In the case summary, on what ground did the trial court dismiss all counts?

**TEXT EXTRACT**
-*-

161 A.3d 194
Pa.2017Background
- Appellee operated a smoke shop; undercover purchases (April, May, July 2013) and later seizures revealed packets containing PB-22. Laboratory testing identified PB-22; prosecution alleged it was either an "analogue" of scheduled JWH-018 or a "designer drug."
- Appellee was charged under the Controlled Substance, Drug, Device and Cosmetic Act with delivery and possession counts for controlled-substance analogues (35 P.S. § 780-113(a)(30)) and a designer-drug count (35 P.S. § 780-113(a)(36)).
- The General Assembly amended Schedule I by Act 40 (July 2, 2013), specifying thirteen chemical designations and referencing "analogues" without defining "analogue;" designer drug is defined using the phrase "substantially similar," also undefined.
- Expert testimony conflicted: Commonwealth expert (Dr. Coyer) testified PB-22 is an analogue/substantially similar; defense experts (Drs. Huffman and Harris) disagreed and testified there is no generally accepted scientific definition or methodology for determining "analogue" or "substantial similarity."
- The trial court granted habeas relief, dismissing all counts as unconstitutionally vague as applied to PB-22. Pennsylvania Supreme Court reviewed the record and addressed (a) pre-Act 40 analogue charges, (b) post-Act 40 analogue charges, and (c) the designer-drug "substantially similar" provision.

-*-

**RECORDED DATA**
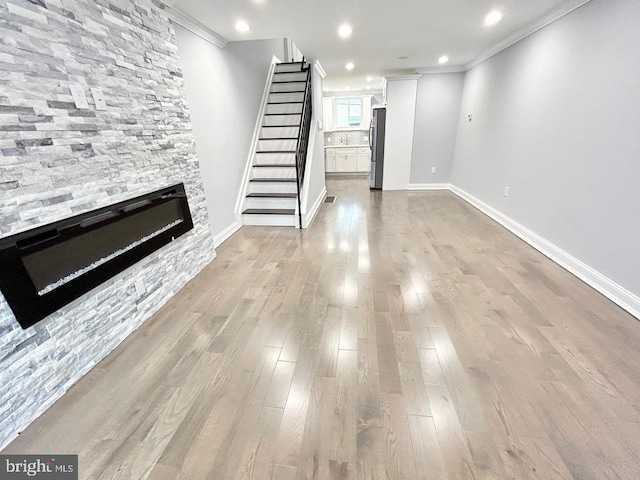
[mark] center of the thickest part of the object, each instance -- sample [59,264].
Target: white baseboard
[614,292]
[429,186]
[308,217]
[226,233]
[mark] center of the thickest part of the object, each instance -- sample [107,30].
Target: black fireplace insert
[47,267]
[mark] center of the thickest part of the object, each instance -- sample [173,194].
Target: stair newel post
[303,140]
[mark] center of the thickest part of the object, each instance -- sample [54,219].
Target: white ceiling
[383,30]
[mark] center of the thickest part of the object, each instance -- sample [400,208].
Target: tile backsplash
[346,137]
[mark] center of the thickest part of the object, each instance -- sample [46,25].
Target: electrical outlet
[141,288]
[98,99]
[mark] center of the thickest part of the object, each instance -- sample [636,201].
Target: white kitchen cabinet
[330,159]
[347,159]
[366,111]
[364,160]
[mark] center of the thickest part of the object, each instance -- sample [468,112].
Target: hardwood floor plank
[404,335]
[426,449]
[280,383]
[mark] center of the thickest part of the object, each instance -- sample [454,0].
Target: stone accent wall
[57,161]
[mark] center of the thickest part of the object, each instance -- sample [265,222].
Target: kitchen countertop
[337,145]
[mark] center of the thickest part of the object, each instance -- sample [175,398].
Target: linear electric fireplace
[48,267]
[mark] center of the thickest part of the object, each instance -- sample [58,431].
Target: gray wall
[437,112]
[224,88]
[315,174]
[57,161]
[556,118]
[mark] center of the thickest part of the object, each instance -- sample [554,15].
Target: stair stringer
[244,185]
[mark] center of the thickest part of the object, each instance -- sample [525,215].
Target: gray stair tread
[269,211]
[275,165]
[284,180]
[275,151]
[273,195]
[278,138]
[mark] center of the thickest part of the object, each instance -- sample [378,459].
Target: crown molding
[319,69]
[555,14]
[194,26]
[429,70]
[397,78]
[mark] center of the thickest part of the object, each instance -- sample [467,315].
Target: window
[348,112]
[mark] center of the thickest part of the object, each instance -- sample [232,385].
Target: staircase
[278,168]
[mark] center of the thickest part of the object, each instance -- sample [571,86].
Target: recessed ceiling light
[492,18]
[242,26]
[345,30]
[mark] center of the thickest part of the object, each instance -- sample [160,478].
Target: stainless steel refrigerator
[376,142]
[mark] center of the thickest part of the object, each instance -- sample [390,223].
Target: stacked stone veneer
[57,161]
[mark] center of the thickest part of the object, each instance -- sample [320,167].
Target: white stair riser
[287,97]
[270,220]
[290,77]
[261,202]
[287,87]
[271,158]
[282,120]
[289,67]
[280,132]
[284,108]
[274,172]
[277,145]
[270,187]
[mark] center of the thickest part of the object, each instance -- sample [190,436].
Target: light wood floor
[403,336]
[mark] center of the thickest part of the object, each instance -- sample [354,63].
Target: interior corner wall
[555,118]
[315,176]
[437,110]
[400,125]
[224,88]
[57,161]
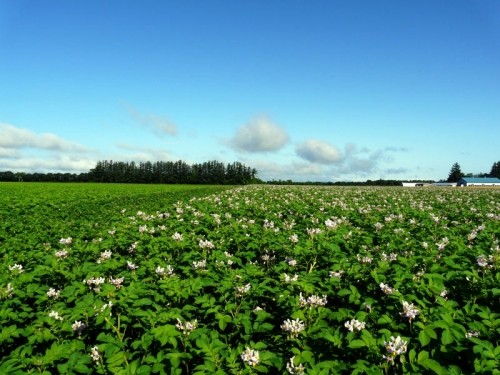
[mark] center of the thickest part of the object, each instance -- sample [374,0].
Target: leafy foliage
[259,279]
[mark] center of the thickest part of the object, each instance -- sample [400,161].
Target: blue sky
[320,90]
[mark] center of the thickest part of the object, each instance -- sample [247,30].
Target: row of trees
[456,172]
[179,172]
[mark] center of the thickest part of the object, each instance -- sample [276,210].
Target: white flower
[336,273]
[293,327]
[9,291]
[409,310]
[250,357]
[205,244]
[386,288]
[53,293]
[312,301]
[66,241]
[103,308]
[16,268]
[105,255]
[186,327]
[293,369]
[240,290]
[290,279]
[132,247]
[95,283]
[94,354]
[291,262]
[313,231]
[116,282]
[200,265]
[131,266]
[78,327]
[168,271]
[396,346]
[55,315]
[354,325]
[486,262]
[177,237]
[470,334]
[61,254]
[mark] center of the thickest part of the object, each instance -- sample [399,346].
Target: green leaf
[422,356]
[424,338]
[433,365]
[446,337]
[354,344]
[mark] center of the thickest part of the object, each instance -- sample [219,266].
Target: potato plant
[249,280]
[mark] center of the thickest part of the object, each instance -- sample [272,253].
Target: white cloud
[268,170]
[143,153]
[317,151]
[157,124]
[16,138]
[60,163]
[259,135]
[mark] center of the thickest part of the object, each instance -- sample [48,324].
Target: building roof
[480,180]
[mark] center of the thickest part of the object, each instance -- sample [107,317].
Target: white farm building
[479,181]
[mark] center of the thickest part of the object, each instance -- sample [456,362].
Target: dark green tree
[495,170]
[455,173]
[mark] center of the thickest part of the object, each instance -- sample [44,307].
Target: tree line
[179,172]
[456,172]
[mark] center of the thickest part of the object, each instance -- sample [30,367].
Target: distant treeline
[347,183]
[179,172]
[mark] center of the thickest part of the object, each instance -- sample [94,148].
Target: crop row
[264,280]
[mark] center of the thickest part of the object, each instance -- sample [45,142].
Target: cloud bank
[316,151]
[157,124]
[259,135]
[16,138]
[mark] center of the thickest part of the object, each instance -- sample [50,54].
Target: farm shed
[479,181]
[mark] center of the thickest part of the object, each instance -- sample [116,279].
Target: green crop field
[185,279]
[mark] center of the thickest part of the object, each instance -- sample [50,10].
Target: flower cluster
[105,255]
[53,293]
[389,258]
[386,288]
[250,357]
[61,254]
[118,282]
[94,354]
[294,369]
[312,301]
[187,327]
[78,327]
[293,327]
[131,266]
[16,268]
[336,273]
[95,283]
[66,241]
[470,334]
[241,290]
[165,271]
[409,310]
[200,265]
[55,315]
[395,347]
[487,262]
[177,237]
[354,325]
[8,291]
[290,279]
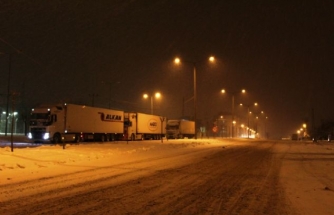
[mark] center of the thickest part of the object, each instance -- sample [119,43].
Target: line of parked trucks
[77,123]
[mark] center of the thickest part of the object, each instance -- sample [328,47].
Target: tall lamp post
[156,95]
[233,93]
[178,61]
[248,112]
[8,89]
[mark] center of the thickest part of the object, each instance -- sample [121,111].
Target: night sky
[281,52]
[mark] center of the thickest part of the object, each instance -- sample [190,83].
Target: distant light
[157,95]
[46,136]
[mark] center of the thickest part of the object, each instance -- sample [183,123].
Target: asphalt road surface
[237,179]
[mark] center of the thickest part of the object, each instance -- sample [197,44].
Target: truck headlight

-*-

**THE SOLUTION**
The trial court dismissed all counts as unconstitutionally vague as applied to PB-22.